◆ What the exercise asks ◆
Take the line that contains "the grass in" as the first and the last line of the material as the final one; set down exactly the lines in that span.

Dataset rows

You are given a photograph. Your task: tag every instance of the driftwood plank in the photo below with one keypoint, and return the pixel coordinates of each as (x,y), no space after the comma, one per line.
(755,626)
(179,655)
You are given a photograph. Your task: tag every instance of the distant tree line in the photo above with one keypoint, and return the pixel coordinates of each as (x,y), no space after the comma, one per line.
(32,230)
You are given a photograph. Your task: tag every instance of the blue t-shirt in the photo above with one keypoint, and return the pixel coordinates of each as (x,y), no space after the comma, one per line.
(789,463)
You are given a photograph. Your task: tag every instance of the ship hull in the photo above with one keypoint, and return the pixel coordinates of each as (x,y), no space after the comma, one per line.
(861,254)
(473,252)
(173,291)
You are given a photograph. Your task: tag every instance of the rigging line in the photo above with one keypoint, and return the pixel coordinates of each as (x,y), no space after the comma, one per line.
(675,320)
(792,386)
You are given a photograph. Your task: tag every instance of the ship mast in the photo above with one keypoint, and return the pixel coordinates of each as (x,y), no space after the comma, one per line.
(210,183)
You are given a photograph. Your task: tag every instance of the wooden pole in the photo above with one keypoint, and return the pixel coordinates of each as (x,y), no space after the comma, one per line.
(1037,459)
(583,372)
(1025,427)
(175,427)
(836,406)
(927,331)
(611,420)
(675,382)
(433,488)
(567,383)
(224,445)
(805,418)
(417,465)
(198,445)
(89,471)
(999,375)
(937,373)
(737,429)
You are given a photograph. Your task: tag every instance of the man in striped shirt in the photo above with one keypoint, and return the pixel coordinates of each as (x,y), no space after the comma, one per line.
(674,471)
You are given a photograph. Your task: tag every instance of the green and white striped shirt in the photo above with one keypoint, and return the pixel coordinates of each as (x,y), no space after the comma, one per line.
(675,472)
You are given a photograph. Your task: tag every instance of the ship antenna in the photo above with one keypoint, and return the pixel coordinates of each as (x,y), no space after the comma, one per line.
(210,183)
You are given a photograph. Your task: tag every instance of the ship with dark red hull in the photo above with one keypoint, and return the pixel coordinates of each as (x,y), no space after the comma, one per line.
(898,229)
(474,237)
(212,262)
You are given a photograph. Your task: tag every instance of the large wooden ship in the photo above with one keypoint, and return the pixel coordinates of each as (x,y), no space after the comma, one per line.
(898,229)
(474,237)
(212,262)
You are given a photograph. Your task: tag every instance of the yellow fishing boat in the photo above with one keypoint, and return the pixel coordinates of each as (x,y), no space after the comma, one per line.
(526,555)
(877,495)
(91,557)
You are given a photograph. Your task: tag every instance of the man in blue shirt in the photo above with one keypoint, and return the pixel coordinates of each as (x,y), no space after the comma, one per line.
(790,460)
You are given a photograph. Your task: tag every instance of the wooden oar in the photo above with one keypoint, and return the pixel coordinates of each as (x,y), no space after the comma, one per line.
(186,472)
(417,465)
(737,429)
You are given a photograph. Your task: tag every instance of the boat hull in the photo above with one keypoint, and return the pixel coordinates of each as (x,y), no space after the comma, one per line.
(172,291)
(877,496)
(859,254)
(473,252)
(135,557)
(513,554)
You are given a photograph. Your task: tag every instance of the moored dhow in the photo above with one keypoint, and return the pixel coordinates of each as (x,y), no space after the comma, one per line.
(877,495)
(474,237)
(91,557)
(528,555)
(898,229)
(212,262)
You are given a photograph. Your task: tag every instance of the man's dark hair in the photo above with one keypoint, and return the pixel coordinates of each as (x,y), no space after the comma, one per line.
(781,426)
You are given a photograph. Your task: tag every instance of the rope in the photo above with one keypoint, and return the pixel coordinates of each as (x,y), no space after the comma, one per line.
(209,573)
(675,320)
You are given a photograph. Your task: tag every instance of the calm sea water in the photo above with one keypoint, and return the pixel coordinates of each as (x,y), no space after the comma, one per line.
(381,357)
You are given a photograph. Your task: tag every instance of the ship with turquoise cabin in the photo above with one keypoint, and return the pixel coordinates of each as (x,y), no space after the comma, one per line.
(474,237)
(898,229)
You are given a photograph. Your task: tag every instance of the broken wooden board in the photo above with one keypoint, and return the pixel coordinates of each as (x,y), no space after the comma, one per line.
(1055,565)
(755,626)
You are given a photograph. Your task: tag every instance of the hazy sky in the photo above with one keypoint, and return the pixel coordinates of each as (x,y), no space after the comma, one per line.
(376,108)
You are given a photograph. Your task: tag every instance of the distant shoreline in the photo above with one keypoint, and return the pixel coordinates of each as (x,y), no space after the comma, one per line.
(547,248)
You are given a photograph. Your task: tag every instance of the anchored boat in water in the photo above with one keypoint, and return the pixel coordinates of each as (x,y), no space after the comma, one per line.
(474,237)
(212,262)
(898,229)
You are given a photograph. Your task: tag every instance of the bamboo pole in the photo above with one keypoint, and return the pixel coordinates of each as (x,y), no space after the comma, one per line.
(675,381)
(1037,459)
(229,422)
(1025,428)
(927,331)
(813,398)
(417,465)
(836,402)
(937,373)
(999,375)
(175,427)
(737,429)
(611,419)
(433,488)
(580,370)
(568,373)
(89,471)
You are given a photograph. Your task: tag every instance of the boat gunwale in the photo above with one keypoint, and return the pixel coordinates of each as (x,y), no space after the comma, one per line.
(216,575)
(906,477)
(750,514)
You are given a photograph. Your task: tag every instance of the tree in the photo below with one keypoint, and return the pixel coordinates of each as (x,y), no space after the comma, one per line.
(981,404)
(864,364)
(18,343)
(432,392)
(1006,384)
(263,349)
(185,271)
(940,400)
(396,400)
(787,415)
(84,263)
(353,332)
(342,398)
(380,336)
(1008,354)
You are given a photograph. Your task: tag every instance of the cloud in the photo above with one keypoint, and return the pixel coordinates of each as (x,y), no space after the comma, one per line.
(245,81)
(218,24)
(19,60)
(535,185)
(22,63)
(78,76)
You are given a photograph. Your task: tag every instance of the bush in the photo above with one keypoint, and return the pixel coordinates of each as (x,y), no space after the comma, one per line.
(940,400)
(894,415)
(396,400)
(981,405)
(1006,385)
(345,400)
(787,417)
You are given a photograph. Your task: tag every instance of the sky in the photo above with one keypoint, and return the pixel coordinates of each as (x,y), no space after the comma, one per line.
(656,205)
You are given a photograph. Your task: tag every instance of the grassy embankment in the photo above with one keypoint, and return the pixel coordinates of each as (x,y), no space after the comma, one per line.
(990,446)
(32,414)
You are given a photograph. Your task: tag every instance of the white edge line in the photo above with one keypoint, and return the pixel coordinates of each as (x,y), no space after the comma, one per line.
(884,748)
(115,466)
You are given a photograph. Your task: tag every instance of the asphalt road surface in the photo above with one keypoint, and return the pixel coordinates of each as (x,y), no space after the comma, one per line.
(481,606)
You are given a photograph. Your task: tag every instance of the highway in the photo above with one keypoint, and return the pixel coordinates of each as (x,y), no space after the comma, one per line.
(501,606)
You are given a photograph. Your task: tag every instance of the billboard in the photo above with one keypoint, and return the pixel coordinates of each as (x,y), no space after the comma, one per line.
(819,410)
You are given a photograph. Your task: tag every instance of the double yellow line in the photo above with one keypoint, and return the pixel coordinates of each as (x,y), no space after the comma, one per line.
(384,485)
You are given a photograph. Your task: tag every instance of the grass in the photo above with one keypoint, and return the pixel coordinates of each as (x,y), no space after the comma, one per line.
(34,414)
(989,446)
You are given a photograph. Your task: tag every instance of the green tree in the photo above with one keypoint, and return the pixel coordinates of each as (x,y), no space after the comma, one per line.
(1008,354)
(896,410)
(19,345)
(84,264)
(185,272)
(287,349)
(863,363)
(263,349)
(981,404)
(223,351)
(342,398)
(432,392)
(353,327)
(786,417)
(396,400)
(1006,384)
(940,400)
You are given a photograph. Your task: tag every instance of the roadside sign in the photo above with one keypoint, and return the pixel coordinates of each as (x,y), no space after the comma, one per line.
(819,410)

◆ Correct output ◆
You are given a photograph. Your task: tag every instance of the grass in the photo above with one keypoint, and return the pixel coordinates of each as (x,y), no space after the comma, one per line.
(34,414)
(989,446)
You are given a photograph. Your task: tag every instance of the green tree in the photo above with one keypoint, and return the pixel coordinates of each as (x,y), no space after the comma, one per line.
(1008,354)
(896,410)
(19,345)
(84,264)
(185,272)
(287,349)
(863,363)
(263,349)
(981,404)
(223,351)
(342,398)
(432,392)
(353,327)
(786,417)
(396,400)
(1006,384)
(940,400)
You are given a photograph. Your task: tag every instance of the roadside sign in the photo above with one keypoint, and return the pixel coordinates of each as (x,y), no space after the comma, one per line.
(819,410)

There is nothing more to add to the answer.